Material provided:
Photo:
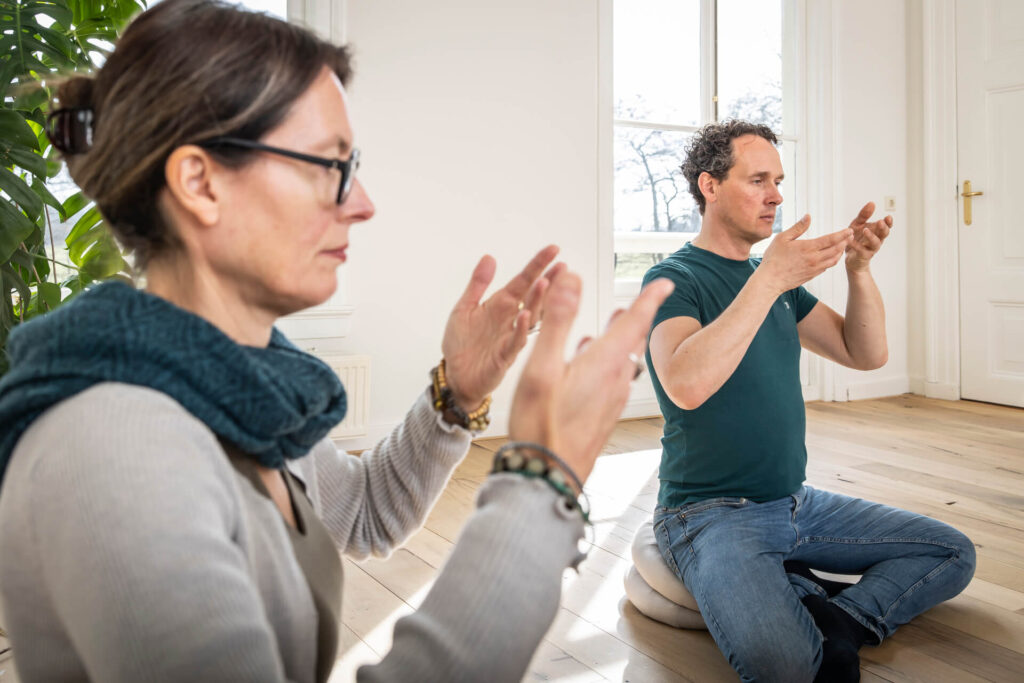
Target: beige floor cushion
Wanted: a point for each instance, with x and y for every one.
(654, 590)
* * *
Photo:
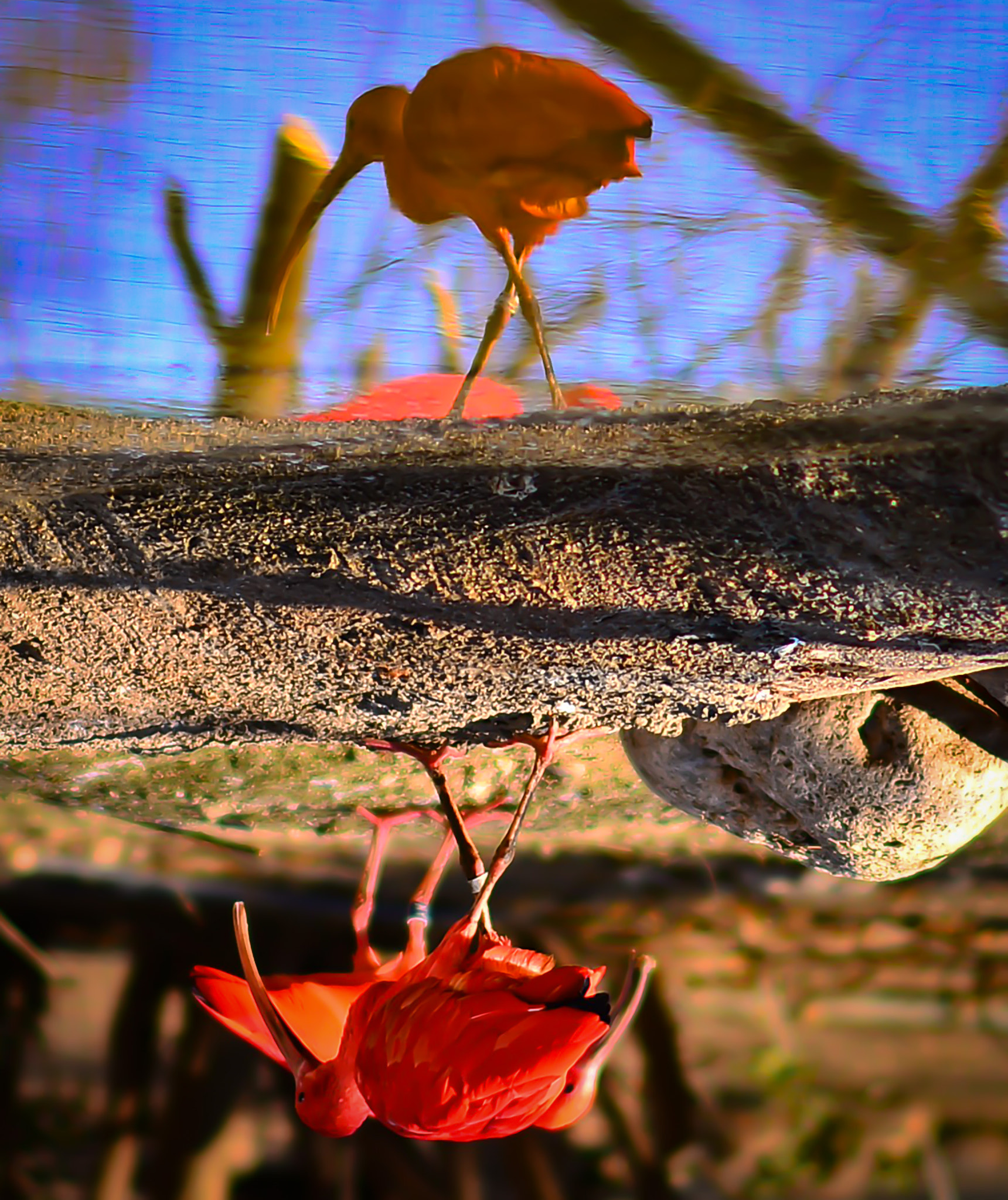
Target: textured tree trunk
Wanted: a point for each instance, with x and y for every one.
* * *
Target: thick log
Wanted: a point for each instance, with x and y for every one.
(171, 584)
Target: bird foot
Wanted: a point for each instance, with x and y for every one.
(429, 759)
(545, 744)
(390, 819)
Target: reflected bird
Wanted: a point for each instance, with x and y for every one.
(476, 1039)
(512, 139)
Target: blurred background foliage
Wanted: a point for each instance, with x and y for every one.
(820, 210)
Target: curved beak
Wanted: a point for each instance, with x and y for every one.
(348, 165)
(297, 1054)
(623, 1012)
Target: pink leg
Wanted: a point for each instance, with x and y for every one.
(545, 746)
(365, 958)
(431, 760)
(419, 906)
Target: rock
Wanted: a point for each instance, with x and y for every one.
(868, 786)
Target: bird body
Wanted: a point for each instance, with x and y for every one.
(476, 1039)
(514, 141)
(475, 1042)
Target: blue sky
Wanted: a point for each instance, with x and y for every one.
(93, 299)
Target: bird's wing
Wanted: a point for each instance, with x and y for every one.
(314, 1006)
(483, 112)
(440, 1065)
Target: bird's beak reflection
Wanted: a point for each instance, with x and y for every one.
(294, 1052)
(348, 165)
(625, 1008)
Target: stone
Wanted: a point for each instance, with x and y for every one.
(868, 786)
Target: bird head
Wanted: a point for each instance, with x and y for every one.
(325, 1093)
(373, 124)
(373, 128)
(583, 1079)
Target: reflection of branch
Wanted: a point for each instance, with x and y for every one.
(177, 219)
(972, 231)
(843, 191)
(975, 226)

What you should do: Count the lines in the material above that contain the string "reflection", and reply with that number alone.

The output: 2